To do –
Write out the data exactly as given, dropping every picture.

Available data –
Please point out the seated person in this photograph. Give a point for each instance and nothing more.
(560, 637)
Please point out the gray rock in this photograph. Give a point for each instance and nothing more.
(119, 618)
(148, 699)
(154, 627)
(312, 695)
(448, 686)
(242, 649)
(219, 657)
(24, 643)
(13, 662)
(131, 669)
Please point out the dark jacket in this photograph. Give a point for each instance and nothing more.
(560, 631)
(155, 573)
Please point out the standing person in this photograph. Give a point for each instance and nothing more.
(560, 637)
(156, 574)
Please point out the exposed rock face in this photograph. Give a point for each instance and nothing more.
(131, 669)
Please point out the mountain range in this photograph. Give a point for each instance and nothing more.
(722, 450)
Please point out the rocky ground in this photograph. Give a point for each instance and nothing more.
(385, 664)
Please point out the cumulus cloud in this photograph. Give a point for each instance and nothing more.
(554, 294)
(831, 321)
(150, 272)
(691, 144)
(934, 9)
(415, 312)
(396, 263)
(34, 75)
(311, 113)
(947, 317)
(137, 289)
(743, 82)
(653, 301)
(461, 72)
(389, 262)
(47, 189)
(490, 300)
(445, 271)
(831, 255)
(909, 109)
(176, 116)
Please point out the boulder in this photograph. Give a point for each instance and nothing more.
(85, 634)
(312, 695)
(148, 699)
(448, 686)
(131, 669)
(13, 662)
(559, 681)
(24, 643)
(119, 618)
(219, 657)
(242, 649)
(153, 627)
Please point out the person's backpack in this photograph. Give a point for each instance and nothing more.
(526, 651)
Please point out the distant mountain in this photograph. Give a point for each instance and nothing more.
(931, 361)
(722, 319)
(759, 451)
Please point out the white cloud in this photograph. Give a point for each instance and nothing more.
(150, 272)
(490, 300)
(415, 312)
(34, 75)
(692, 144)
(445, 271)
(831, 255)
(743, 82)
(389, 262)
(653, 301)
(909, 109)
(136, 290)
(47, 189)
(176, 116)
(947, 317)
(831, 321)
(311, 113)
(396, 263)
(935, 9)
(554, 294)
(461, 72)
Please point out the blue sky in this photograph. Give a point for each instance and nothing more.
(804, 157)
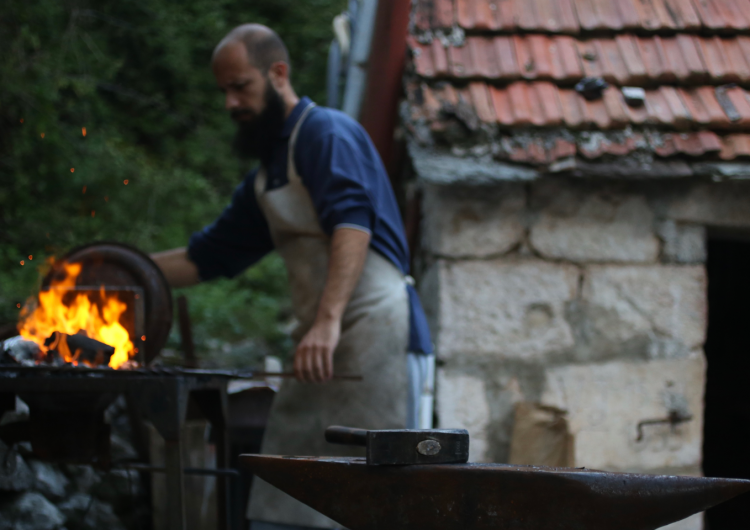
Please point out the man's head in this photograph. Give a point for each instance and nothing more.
(251, 67)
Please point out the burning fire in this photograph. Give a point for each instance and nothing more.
(59, 311)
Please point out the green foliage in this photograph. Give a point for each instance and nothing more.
(136, 76)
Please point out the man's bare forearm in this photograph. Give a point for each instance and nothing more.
(347, 259)
(177, 267)
(313, 358)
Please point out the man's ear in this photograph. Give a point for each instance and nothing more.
(278, 73)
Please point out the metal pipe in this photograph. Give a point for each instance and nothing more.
(356, 79)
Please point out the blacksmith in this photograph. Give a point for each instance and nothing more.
(322, 199)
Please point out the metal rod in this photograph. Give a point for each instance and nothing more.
(229, 374)
(232, 473)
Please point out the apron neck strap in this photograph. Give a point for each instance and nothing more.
(298, 125)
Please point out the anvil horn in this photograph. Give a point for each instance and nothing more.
(488, 496)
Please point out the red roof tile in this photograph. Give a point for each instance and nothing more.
(543, 104)
(517, 61)
(624, 60)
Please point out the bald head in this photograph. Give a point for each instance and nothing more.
(264, 46)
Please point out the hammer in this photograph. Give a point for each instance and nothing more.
(404, 446)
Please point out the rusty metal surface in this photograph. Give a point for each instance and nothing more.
(118, 265)
(68, 405)
(488, 496)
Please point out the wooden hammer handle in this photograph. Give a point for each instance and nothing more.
(346, 436)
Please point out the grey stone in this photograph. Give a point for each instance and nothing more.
(663, 302)
(15, 474)
(682, 243)
(724, 204)
(30, 511)
(606, 403)
(441, 167)
(82, 478)
(119, 483)
(462, 404)
(472, 223)
(586, 225)
(49, 480)
(121, 448)
(504, 309)
(88, 513)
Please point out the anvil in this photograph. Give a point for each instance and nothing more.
(488, 496)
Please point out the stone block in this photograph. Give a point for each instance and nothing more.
(15, 474)
(462, 404)
(694, 522)
(607, 402)
(30, 511)
(49, 480)
(721, 204)
(592, 225)
(471, 222)
(667, 303)
(683, 243)
(88, 513)
(504, 309)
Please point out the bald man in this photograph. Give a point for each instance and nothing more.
(322, 199)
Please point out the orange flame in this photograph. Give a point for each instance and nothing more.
(99, 319)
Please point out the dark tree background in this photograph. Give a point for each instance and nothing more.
(154, 162)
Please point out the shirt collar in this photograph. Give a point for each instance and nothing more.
(293, 118)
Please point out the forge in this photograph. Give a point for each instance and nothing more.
(102, 315)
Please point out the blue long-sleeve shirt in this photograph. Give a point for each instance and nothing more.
(343, 173)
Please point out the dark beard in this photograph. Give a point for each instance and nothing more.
(255, 139)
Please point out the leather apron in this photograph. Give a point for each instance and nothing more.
(374, 340)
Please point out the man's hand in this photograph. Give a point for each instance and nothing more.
(177, 267)
(313, 359)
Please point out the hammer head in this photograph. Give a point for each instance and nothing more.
(406, 447)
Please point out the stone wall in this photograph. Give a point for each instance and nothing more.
(588, 296)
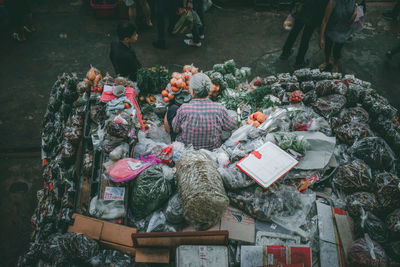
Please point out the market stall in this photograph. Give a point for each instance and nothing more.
(310, 171)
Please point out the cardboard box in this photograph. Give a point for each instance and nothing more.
(210, 256)
(292, 255)
(110, 235)
(240, 226)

Written answer –
Please point out the seated person in this photograph. Give a point for each instance and nothing more.
(560, 637)
Please point out the gray rock in this photograph. Give a point for each instance and nothing more.
(119, 618)
(148, 699)
(154, 627)
(312, 695)
(448, 686)
(242, 649)
(219, 657)
(24, 643)
(13, 662)
(131, 669)
Please point out the dark jacket in this photograph. Give a point for each instance and nothing more.
(560, 631)
(155, 573)
Please point out the standing person in this photograph. Give a point for each instance and nothing more.
(560, 637)
(156, 574)
Please point out the exposed rock face in this photograph. Give a point for each instance and nothing more.
(131, 669)
Please point out the mountain range in this photograph. Give a point for each instance and nothing more.
(722, 450)
Please point out the rocky ground in this photograph. Give a point for each instance and nothing more.
(385, 664)
Please point out the cumulus cloud in this photograph. Give a point for each instance and nothing more.
(554, 294)
(831, 321)
(150, 272)
(691, 144)
(934, 9)
(415, 312)
(396, 263)
(34, 75)
(311, 113)
(947, 317)
(137, 289)
(743, 82)
(653, 301)
(461, 72)
(389, 262)
(47, 189)
(490, 300)
(445, 271)
(831, 255)
(909, 109)
(176, 116)
Please point out the boulder in this photograph. Give a point for each instance and nothing more.
(85, 634)
(312, 695)
(148, 699)
(448, 686)
(131, 669)
(13, 662)
(559, 681)
(24, 643)
(119, 618)
(219, 657)
(242, 649)
(153, 627)
Please point out the person's backpack in this photograph. Give a point for each instance and nothing more.
(526, 651)
Please point out the distant mountain in this photograph. Give a point for each instance and nothing more.
(931, 361)
(722, 319)
(759, 451)
Please point out the white cloud in this photograph. Give a point for each instance and nothing more.
(150, 272)
(490, 300)
(415, 312)
(34, 75)
(692, 144)
(445, 271)
(831, 255)
(743, 82)
(389, 262)
(653, 301)
(909, 109)
(136, 290)
(47, 189)
(176, 116)
(947, 317)
(831, 321)
(311, 113)
(396, 263)
(935, 9)
(554, 294)
(461, 72)
Please point out the blue sky in this photograph. Give a point for each instance and nothing more.
(804, 157)
Please point out the man's head in this photograph. Give a point for each instance and nothing more.
(251, 67)
Please point out the burning fire in this photograph. Give a point for each instance and nothing more.
(59, 311)
Please point out the green foliage in this photograph. Give a point for each instance and nothing more.
(136, 76)
Please point out the man's bare forearm in this photograph. Give a point for each instance and nothing more.
(347, 259)
(177, 267)
(313, 358)
Please point out the man's ear in this photograph. Give a point for each instance and nothing more.
(278, 73)
Please point out the metal pipe in this photograph. Give a point for each instance and nothing more.
(356, 79)
Please point out the blacksmith in this photograph. Give a point for each instance and nothing more.
(322, 199)
Please point out the metal rod in this photograph. Give a point for each instance and nothing more.
(229, 374)
(232, 473)
Please point out the apron neck strap in this photograph. Give a point for each instance and nothing more.
(298, 125)
Please point out the anvil horn in this photograph. Give a point for each instance and nothing more.
(488, 496)
Please point out the red roof tile in this photograph. Give a point for each instance and nothing more.
(543, 104)
(517, 61)
(624, 60)
Please point out the bald head in this photograph. Give a point for each instance and nothing more.
(264, 46)
Please point out the hammer in this photograph. Give a point for each instance and nothing more.
(404, 446)
Please point out the rusty metal surface in this photograph. Give a point for each instance and nothing more.
(118, 265)
(68, 405)
(488, 496)
Please point out the wooden hammer handle in this photograph. Give a point for each instance and nothing more.
(346, 436)
Please point out the grey stone in this photograph. Give a point for each instance and nothing more.
(663, 302)
(15, 474)
(682, 243)
(724, 204)
(30, 511)
(606, 403)
(441, 167)
(82, 478)
(119, 483)
(462, 404)
(472, 223)
(586, 225)
(49, 480)
(121, 448)
(504, 309)
(88, 513)
Please point out the anvil in this photograph. Give a point for each instance and nothing more.
(488, 496)
Please point out the stone block in this photograph. Give a point for each instance and nothing more.
(15, 474)
(462, 404)
(694, 522)
(607, 402)
(30, 511)
(49, 480)
(721, 204)
(592, 225)
(471, 222)
(667, 303)
(683, 243)
(88, 513)
(504, 309)
Please point out the bald man in this photograph. Give a point for each instance and nothing more.
(322, 199)
Please point out the orange flame in this photograph. Give a point for each instance and nothing more.
(99, 319)
Please point out the dark tree background in this photograph. Give a point for each instance and nothing more.
(154, 162)
Please point out the shirt collar in this photograph. Give a point for each instance and nothing more.
(293, 118)
Please point out the forge in this photograph. Give a point for each instance and nothing more.
(102, 315)
Please point out the blue long-sleeve shirt in this photograph. Give a point for each instance and nothing more.
(343, 173)
Please point out the dark beard in this photograph. Give a point for each instance and nothing more.
(255, 139)
Please point out the leather apron in this photograph. Give a point for each instance and nothing more.
(374, 340)
Please point out the man's hand in this photograph. Give a point for each instance and nothing more.
(177, 267)
(313, 359)
Please point out the hammer head in this photograph. Give a point for each instance and nothing more.
(406, 447)
Please point out the stone wall in this photograph. Give a point for each instance and nothing more.
(588, 296)
Please point out the market stall in this photograph. Give a point for each instance and nothing more.
(310, 171)
Please point out the cardboard box in this photograph. Give a point for each instance and nothing more.
(210, 256)
(292, 255)
(110, 235)
(240, 226)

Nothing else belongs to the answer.